* Given request
Write the material out again in full, exactly.

* Data to process
::::
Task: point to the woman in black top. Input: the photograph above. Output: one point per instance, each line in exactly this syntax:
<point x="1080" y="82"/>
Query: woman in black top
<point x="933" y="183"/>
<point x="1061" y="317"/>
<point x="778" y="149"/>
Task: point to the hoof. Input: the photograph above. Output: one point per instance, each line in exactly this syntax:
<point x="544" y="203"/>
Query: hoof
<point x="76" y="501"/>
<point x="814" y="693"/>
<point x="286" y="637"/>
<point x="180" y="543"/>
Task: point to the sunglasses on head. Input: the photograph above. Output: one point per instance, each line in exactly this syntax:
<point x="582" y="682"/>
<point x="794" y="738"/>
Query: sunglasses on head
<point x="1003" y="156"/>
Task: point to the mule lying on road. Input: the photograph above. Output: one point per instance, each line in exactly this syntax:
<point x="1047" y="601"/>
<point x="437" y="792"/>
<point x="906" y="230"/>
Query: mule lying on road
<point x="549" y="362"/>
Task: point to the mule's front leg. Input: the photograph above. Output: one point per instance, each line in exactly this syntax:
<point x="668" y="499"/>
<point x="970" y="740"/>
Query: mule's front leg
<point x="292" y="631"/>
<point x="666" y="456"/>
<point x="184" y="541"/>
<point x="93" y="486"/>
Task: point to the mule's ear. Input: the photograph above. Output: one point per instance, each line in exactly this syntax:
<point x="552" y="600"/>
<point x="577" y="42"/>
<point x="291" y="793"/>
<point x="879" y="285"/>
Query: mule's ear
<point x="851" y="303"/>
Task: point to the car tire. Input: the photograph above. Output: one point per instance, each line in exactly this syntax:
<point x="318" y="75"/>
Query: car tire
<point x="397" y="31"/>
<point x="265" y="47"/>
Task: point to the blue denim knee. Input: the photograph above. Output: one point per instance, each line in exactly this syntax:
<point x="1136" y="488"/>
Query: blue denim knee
::::
* Full answer
Task: point to the woman in black top. Input: the photograph above. Output: one point per instance, each line in exactly this syntax:
<point x="1080" y="82"/>
Query: woman in black top
<point x="933" y="183"/>
<point x="1061" y="317"/>
<point x="778" y="149"/>
Task: point to the hoof. Input: the photograph above. Output: one point per instance, each line in exactly this syntax:
<point x="544" y="203"/>
Query: hoof
<point x="76" y="501"/>
<point x="814" y="693"/>
<point x="286" y="637"/>
<point x="180" y="543"/>
Task: point to the sunglasses on head. Input: the photograph above. Output: one point per instance, each line in exactly this syntax:
<point x="582" y="682"/>
<point x="794" y="738"/>
Query: sunglasses on head
<point x="1003" y="156"/>
Task: point to the mule lying on road. Input: the photograph above. Output: one point per instance, each line in exactly this syntax:
<point x="1047" y="601"/>
<point x="437" y="792"/>
<point x="906" y="230"/>
Query: mule lying on road
<point x="549" y="362"/>
Task: point to the mule's front leg. Input: the photograph above. Output: one point per instance, each line in exactly this syntax:
<point x="668" y="499"/>
<point x="970" y="740"/>
Query: mule's front leg
<point x="292" y="631"/>
<point x="666" y="456"/>
<point x="184" y="541"/>
<point x="93" y="486"/>
Task: point to the mule's ear. Input: the photograph above. Output: one point per instance, each line in exactly this syntax:
<point x="552" y="600"/>
<point x="577" y="42"/>
<point x="291" y="793"/>
<point x="879" y="285"/>
Query: mule's ear
<point x="851" y="303"/>
Task: point to the car tire. Input: the photograph above. Output: one point per instance, each line in exactly this syntax:
<point x="318" y="75"/>
Query: car tire
<point x="397" y="31"/>
<point x="265" y="47"/>
Task: point to the blue denim knee. Input: the photograph above. Output: one point per instance, each line in exactly this syntax:
<point x="1136" y="488"/>
Query: blue denim knee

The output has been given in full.